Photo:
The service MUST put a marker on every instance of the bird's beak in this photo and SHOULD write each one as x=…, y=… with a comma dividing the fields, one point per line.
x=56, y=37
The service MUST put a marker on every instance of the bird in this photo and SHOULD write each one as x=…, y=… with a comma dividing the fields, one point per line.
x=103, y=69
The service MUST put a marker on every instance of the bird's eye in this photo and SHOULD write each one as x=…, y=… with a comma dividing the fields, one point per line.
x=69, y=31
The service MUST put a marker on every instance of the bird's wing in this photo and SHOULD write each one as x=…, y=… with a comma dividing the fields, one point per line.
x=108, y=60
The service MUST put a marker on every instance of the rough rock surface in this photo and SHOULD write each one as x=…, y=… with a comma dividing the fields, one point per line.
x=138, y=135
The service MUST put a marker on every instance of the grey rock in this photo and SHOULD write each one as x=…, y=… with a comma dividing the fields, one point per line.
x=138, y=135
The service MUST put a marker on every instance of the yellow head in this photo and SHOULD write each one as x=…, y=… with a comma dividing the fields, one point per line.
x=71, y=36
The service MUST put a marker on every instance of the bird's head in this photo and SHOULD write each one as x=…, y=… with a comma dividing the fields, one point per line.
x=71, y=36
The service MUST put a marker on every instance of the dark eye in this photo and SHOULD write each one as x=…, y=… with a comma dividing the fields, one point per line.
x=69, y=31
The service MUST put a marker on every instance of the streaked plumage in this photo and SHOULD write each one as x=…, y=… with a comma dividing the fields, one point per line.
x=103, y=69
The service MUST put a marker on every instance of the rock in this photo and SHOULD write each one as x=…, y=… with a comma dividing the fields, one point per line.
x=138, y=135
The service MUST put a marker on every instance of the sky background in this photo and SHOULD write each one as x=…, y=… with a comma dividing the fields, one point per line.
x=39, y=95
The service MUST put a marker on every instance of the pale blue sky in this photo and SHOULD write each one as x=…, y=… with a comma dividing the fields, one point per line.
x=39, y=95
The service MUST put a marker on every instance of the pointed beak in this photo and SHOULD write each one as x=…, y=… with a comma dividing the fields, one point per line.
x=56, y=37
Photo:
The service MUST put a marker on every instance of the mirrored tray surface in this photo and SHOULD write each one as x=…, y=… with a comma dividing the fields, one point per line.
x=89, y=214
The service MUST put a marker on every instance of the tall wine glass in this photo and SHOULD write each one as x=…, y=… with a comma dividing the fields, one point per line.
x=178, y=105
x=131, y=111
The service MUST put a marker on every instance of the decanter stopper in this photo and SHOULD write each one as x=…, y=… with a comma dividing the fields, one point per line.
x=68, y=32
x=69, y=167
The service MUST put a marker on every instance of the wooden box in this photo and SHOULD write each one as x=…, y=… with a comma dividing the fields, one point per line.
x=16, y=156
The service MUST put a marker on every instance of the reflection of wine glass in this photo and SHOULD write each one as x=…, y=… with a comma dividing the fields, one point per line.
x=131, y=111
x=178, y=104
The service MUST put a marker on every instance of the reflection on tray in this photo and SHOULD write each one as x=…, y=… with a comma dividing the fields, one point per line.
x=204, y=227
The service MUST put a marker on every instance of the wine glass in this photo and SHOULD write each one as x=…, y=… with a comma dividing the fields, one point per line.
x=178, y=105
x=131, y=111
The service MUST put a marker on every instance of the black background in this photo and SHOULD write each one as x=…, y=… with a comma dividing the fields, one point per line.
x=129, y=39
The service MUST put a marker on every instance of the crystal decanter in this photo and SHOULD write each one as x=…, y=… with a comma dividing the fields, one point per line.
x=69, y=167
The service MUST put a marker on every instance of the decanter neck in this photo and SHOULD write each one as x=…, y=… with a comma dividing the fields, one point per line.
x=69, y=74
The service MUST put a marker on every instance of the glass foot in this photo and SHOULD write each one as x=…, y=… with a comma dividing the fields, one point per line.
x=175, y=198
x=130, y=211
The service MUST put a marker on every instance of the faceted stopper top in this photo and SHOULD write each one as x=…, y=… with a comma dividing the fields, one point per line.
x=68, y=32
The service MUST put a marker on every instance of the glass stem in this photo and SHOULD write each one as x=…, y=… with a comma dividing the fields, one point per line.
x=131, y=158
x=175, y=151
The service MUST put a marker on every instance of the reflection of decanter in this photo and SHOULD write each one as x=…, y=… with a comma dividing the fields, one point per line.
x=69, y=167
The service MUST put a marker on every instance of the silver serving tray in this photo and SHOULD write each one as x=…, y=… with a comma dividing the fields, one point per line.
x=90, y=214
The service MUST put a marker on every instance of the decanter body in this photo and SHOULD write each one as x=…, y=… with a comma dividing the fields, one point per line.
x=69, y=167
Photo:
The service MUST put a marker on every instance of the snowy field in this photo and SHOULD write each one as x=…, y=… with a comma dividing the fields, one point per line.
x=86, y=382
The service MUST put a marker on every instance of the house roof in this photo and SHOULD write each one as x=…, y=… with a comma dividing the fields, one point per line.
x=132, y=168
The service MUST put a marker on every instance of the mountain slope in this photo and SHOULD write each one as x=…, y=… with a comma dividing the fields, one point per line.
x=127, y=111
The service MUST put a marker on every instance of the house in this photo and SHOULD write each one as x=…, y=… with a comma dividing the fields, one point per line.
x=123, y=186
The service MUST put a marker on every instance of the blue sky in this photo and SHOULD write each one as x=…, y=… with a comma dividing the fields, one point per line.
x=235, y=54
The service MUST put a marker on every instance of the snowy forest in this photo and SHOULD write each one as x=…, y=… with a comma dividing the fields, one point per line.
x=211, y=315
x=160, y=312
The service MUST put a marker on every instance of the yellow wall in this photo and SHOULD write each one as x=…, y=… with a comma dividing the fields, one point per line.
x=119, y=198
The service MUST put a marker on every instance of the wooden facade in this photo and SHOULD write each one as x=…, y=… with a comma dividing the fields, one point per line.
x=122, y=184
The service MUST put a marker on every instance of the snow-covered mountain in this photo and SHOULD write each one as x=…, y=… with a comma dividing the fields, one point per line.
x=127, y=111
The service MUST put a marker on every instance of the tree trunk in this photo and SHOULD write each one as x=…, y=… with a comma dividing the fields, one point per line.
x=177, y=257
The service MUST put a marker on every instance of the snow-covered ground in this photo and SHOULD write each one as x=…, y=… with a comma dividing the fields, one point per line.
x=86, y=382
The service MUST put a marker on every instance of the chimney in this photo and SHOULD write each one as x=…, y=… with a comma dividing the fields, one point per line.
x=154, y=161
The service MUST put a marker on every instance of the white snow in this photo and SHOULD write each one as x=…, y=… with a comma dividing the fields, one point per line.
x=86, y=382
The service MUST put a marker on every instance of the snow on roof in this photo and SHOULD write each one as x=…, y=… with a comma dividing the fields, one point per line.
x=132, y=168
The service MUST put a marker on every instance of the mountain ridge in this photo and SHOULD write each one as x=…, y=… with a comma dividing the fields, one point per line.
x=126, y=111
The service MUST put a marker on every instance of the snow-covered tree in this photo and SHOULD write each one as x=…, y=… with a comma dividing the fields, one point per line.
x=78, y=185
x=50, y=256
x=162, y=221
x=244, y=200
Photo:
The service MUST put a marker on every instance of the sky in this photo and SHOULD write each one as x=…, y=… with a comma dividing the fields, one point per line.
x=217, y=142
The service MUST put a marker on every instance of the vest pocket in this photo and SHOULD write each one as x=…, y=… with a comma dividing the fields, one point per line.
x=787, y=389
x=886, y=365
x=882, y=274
◇ ◇ ◇ ◇
▶ What you have to do
Copy the listing above line for line, with nothing changed.

▶ Answer to the exercise
Photo:
The service MUST put a marker on every instance of the bird's beak in this photo and SHOULD write each one as x=…, y=… with a comma dividing the fields, one point per line.
x=56, y=37
The service MUST put a marker on every instance of the bird in this photo and SHOULD write each one as x=…, y=… with a comma dividing the fields, one point per line.
x=103, y=69
The service MUST put a marker on every instance of the bird's eye in this photo and SHOULD write each one as x=…, y=… with a comma dividing the fields, one point per line.
x=69, y=31
The service MUST put a marker on every instance of the bird's wing in this photo and SHOULD write each one as x=…, y=… with a comma dividing the fields, one point per line.
x=108, y=60
The service MUST put a marker on every instance of the rough rock surface in this photo and SHOULD write each one as x=…, y=… with a comma dividing the fields, one point per line.
x=138, y=135
The service MUST put a marker on every instance of the grey rock in this photo and SHOULD write each one as x=…, y=… with a comma dividing the fields, one point per line.
x=138, y=135
The service MUST put a marker on every instance of the yellow head in this photo and SHOULD write each one as x=…, y=… with a comma dividing the fields, one point per line.
x=71, y=36
The service MUST put a marker on every instance of the bird's head in this photo and SHOULD write each one as x=…, y=… with a comma dividing the fields, one point per line.
x=71, y=36
The service MUST put a marker on every instance of the dark eye in this photo and SHOULD write each one as x=…, y=… with a comma dividing the fields, one point per line.
x=69, y=31
The service MUST put a marker on every instance of the streaked plumage in this photo and SHOULD write each one as x=…, y=… with a comma dividing the fields, one point per line.
x=103, y=69
The service MUST put a marker on every instance of the rock in this photo and SHOULD write each one as x=…, y=… with a comma dividing the fields, one point per line.
x=138, y=135
The service MUST put a marker on every instance of the sky background in this photo and SHOULD write each one as x=…, y=… with a comma dividing the fields, one point per line.
x=39, y=95
The service MUST put a marker on every instance of the pale blue sky in this photo and SHOULD write each one as x=…, y=… with a comma dividing the fields, one point per line.
x=39, y=95
The service MUST put a marker on every instance of the pointed beak in this photo and SHOULD write each one as x=…, y=… with a comma dividing the fields, one point per line.
x=56, y=37
Photo:
The service MUST put a marker on every instance of the mirrored tray surface in this photo and SHOULD write each one as x=…, y=… with a comma dividing the fields, one point per line.
x=89, y=214
The service MUST put a marker on every instance of the tall wine glass in this photo and SHOULD write each one as x=…, y=… with a comma dividing the fields, one point per line.
x=178, y=105
x=131, y=111
The service MUST put a marker on every instance of the decanter stopper in this photo and SHOULD write each one as x=…, y=… with a comma dividing the fields, one point per line.
x=68, y=32
x=69, y=167
The service MUST put a marker on every instance of the wooden box in this photo and SHOULD write each one as x=…, y=… with a comma dividing the fields, one point per line.
x=16, y=156
The service MUST put a marker on every instance of the reflection of wine glass in this photo and SHOULD write each one as x=…, y=… with a comma dividing the fields, one point per line.
x=131, y=111
x=178, y=104
The service MUST put a marker on every instance of the reflection on tray in this photo and SHOULD write each one as x=…, y=… with a comma dividing the fields, one point per line.
x=204, y=227
The service MUST put a marker on every instance of the wine glass in this photo and SHOULD write each one as x=…, y=… with a comma dividing the fields, one point per line.
x=178, y=105
x=131, y=111
The service MUST put a marker on every instance of the black background in this photo and SHOULD write each one as x=…, y=… with a comma dividing the fields, one point per line.
x=129, y=39
The service MUST put a marker on every instance of the crystal decanter in this photo and SHOULD write each one as x=…, y=… with a comma dividing the fields, one point per line.
x=69, y=167
The service MUST put a marker on every instance of the decanter neck in this photo and SHOULD write each one as x=…, y=… with a comma dividing the fields, one point per line.
x=69, y=74
The service MUST put a marker on every instance of the glass foot in this photo and SHOULD write each one as x=…, y=… with a comma dividing the fields, one point per line.
x=175, y=198
x=130, y=211
The service MUST put a marker on every instance of the faceted stopper top in this photo and SHOULD write each one as x=…, y=… with a comma dividing the fields, one point per line.
x=68, y=32
The service MUST put a marker on every instance of the glass stem in this photo and SHOULD write each one as x=…, y=… with a comma dividing the fields, one point per line.
x=131, y=158
x=175, y=151
The service MUST put a marker on every instance of the reflection of decanter in this photo and SHOULD write each one as x=…, y=… with a comma dividing the fields, one point per line.
x=69, y=167
The service MUST put a marker on every instance of the silver serving tray in this photo and SHOULD write each one as x=…, y=… with a comma dividing the fields, one point per line.
x=90, y=214
The service MUST put a marker on every instance of the decanter body in this photo and SHOULD write each one as x=…, y=… with a comma dividing the fields, one point per line.
x=69, y=167
Photo:
The service MUST put a marker on every instance of the snowy field in this photo and SHOULD write each one as x=…, y=… with a comma dividing the fields, one point per line.
x=86, y=382
The service MUST put a marker on every instance of the house roof in this photo and SHOULD write each one as x=…, y=… with a comma dividing the fields, one point per line.
x=132, y=168
The service MUST put a marker on every instance of the mountain slope in this photo and SHOULD write each one as x=…, y=… with a comma dividing the fields, one point per line.
x=127, y=111
The service MUST put a marker on every instance of the house in this photo and SHOULD write each one as x=…, y=… with a comma dividing the fields, one point per line.
x=123, y=186
The service MUST put a marker on every instance of the blue sky in this photo and SHOULD write each one as x=…, y=… with a comma dividing the fields, one point per line.
x=235, y=54
The service MUST put a marker on every instance of the snowy forest in this photo and SHOULD write each one as x=…, y=… with a comma dividing the fields, one point per line.
x=211, y=315
x=160, y=312
The service MUST put a marker on every instance of the yellow wall in this photo and SHOULD write each one as x=…, y=… with a comma dividing the fields, one point per line.
x=119, y=198
The service MUST put a marker on every instance of the wooden facade in this photo and SHOULD write each one as x=…, y=… with a comma dividing the fields, one point per line.
x=122, y=184
The service MUST put a marker on every instance of the snow-covered mountain in this photo and SHOULD write each one as x=…, y=… with a comma dividing the fields, one point per line.
x=127, y=111
The service MUST put a marker on every instance of the tree trunk in this photo and SHOULD write each one as x=…, y=… with a comma dividing the fields, one point per line.
x=177, y=257
The service MUST put a marker on every instance of the snow-covered ground in this photo and SHOULD write each one as x=…, y=… with a comma dividing the fields, one point per line.
x=86, y=382
The service MUST put a marker on every instance of the chimney in this photo and SHOULD write each one as x=…, y=… with a comma dividing the fields, one point per line.
x=154, y=161
The service MUST put a marker on every instance of the white snow in this photo and SHOULD write each one as x=…, y=… with a comma dividing the fields, one point per line.
x=86, y=382
The service MUST put a marker on every instance of the snow on roof in this photo and SHOULD write each one as x=…, y=… with a comma dividing the fields, one point per line.
x=132, y=168
The service MUST put a marker on every instance of the mountain ridge in this photo and SHOULD write each one as x=…, y=… with a comma dividing the fields, one point per line.
x=126, y=111
The service MUST put a marker on every instance of the snow-covered tree in this photo and SHOULD write each one as x=…, y=… with a comma dividing the fields, one point per line.
x=78, y=185
x=50, y=256
x=162, y=221
x=244, y=200
Photo:
The service MUST put a marker on every instance of the sky in this photo and SHOULD write each one as x=…, y=… with a comma dividing the fields, one point per line.
x=217, y=142
The service MUST put a marker on every instance of the vest pocket in this photo and SHOULD write each one as x=…, y=… with a comma dividing the fields, one point per line.
x=787, y=389
x=886, y=365
x=882, y=274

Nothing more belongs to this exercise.